The task -
Output all of the data below exactly as given.

Information provided -
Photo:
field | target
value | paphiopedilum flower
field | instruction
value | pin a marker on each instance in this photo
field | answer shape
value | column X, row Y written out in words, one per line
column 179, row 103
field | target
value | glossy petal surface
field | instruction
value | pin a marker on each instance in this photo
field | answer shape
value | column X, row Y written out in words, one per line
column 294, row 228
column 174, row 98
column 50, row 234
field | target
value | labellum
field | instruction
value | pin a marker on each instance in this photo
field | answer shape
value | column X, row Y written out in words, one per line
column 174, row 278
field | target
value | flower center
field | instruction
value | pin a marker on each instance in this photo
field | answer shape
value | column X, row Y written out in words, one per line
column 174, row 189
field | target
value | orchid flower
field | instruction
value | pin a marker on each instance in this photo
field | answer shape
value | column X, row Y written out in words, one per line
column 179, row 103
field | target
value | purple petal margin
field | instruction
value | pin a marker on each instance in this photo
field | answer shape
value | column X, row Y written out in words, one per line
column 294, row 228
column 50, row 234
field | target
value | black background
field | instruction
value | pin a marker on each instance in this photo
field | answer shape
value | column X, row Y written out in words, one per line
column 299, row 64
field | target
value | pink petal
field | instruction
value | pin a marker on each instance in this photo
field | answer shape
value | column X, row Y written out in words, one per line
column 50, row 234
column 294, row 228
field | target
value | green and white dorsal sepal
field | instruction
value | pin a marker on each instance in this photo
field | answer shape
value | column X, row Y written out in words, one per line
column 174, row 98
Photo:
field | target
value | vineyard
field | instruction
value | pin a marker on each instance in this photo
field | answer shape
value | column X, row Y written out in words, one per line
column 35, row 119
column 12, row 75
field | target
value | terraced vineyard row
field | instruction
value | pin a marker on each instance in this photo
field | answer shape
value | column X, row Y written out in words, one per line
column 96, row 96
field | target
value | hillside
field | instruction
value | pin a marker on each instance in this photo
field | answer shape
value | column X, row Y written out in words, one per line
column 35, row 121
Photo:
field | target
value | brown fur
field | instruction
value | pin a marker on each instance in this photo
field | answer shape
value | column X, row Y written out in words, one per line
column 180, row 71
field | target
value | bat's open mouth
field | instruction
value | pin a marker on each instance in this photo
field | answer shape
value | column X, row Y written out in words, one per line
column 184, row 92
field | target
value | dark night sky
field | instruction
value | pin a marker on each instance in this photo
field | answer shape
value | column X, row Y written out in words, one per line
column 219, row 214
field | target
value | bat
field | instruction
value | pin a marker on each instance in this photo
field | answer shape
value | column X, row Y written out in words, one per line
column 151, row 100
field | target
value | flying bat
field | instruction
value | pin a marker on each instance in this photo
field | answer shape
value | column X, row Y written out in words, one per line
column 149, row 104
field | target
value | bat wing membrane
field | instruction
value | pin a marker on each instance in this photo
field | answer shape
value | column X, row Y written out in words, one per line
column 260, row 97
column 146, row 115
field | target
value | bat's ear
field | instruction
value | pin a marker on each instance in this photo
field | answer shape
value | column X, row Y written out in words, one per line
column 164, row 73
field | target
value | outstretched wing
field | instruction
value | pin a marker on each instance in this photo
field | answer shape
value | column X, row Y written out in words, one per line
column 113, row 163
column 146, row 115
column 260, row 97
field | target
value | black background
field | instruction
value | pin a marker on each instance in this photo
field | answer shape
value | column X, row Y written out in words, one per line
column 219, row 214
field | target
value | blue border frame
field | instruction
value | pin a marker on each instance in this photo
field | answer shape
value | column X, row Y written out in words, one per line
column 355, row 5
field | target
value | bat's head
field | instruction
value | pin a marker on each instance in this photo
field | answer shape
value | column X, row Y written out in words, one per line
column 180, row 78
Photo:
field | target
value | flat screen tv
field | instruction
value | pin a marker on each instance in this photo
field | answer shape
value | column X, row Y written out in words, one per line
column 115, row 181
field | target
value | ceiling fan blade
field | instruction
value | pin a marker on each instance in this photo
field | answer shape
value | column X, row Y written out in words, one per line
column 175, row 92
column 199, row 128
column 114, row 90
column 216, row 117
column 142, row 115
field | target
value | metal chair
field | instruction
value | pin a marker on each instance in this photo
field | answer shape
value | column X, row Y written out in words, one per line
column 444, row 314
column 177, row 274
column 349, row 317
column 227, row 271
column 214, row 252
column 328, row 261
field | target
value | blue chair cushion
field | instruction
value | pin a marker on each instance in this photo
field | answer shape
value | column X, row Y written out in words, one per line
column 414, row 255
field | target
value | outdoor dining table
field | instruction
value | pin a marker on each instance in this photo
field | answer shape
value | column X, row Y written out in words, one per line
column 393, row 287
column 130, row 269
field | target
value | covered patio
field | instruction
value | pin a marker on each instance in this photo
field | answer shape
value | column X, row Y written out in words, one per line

Full answer -
Photo:
field | target
value | paphiopedilum flower
field | instruction
value | pin a marker on each instance in this photo
field | answer shape
value | column X, row Y written out in words, one per line
column 179, row 103
field | target
value | glossy petal surface
field | instruction
value | pin a marker on each instance in this photo
field | answer shape
value | column X, row Y written out in words, one per line
column 294, row 228
column 174, row 98
column 50, row 234
field | target
value | labellum
field | instruction
value | pin a marker on each instance in this photo
field | answer shape
value | column X, row Y written out in words, one per line
column 174, row 278
field | target
value | flower center
field | instruction
value | pin a marker on each instance in this photo
field | answer shape
value | column X, row Y written out in words, one per line
column 174, row 189
field | target
value | orchid flower
field | instruction
value | pin a marker on each instance in this photo
field | answer shape
value | column X, row Y written out in words, one per line
column 179, row 103
field | target
value | purple petal margin
field | instruction
value | pin a marker on each instance in this photo
field | answer shape
value | column X, row Y written out in words, one per line
column 294, row 228
column 50, row 234
field | target
value | black background
field | instruction
value | pin a marker on each instance in this photo
field | answer shape
value | column X, row Y written out in words, one per line
column 299, row 64
field | target
value | pink petal
field | instruction
value | pin a marker on each instance in this photo
field | answer shape
value | column X, row Y written out in words, one per line
column 50, row 234
column 294, row 228
field | target
value | green and white dorsal sepal
field | instruction
value | pin a marker on each instance in this photo
field | answer shape
value | column X, row Y written out in words, one per line
column 174, row 98
Photo:
field | target
value | vineyard
field | instruction
value | pin a marker on each instance in this photo
field | answer shape
value | column X, row Y written out in words, one per line
column 35, row 119
column 12, row 75
field | target
value | terraced vineyard row
field | instruction
value | pin a marker on each instance in this photo
field | answer shape
value | column X, row Y written out in words, one per line
column 96, row 96
field | target
value | hillside
field | instruction
value | pin a marker on each instance in this photo
field | answer shape
value | column X, row Y written out in words, one per line
column 35, row 121
Photo:
field | target
value | brown fur
field | instruction
value | pin a marker on each instance in this photo
field | answer shape
value | column X, row Y written out in words, one per line
column 180, row 71
field | target
value | bat's open mouth
field | instruction
value | pin a marker on each instance in this photo
field | answer shape
value | column X, row Y written out in words, one per line
column 184, row 92
field | target
value | dark night sky
field | instruction
value | pin a marker on each instance in this photo
field | answer shape
value | column X, row Y written out in words, one per line
column 219, row 214
field | target
value | bat
field | instruction
value | pin a marker on each instance in this photo
field | answer shape
value | column X, row Y written out in words, one per line
column 151, row 100
field | target
value | flying bat
field | instruction
value | pin a marker on each instance in this photo
field | answer shape
value | column X, row Y written out in words, one per line
column 149, row 104
field | target
value | bat wing membrane
field | instruction
value | pin a marker on each instance in this photo
field | answer shape
value | column X, row Y written out in words, one per line
column 260, row 97
column 146, row 115
field | target
value | bat's ear
field | instruction
value | pin a marker on each instance in this photo
field | answer shape
value | column X, row Y written out in words, one per line
column 164, row 73
field | target
value | outstretched wing
field | instruction
value | pin a marker on each instance in this photo
field | answer shape
value | column X, row Y written out in words, one per line
column 113, row 163
column 146, row 115
column 260, row 97
field | target
value | black background
field | instruction
value | pin a marker on each instance in this photo
field | answer shape
value | column X, row Y written out in words, one per line
column 219, row 214
field | target
value | blue border frame
field | instruction
value | pin a marker on each instance in this photo
field | answer shape
value | column X, row Y written out in words, one per line
column 355, row 5
field | target
value | bat's head
field | instruction
value | pin a marker on each instance in this photo
field | answer shape
value | column X, row Y written out in words, one per line
column 180, row 78
Photo:
field | target
value | flat screen tv
field | instruction
value | pin a marker on each instance in this photo
field | answer shape
value | column X, row Y written out in words, one per line
column 115, row 181
field | target
value | ceiling fan blade
field | instruction
value | pin a marker on each instance in this photo
field | answer shape
value | column X, row Y written out in words, one per line
column 175, row 92
column 199, row 128
column 114, row 90
column 216, row 117
column 142, row 115
field | target
value | metal chair
field | instruction
value | pin a marker on each instance in this photo
field | answer shape
value | column X, row Y written out in words, one per line
column 444, row 314
column 177, row 274
column 349, row 317
column 227, row 271
column 214, row 252
column 328, row 261
field | target
value | blue chair cushion
field | instruction
value | pin a marker on each instance in this photo
field | answer shape
value | column X, row Y written out in words, one per line
column 414, row 255
field | target
value | outdoor dining table
field | instruction
value | pin a marker on each instance in this photo
field | answer shape
value | column X, row Y written out in words, one per line
column 393, row 287
column 130, row 269
field | target
value | covered patio
field | instruction
value | pin a marker on each instance in this photo
field | answer shape
value | column X, row Y written out in words, one per line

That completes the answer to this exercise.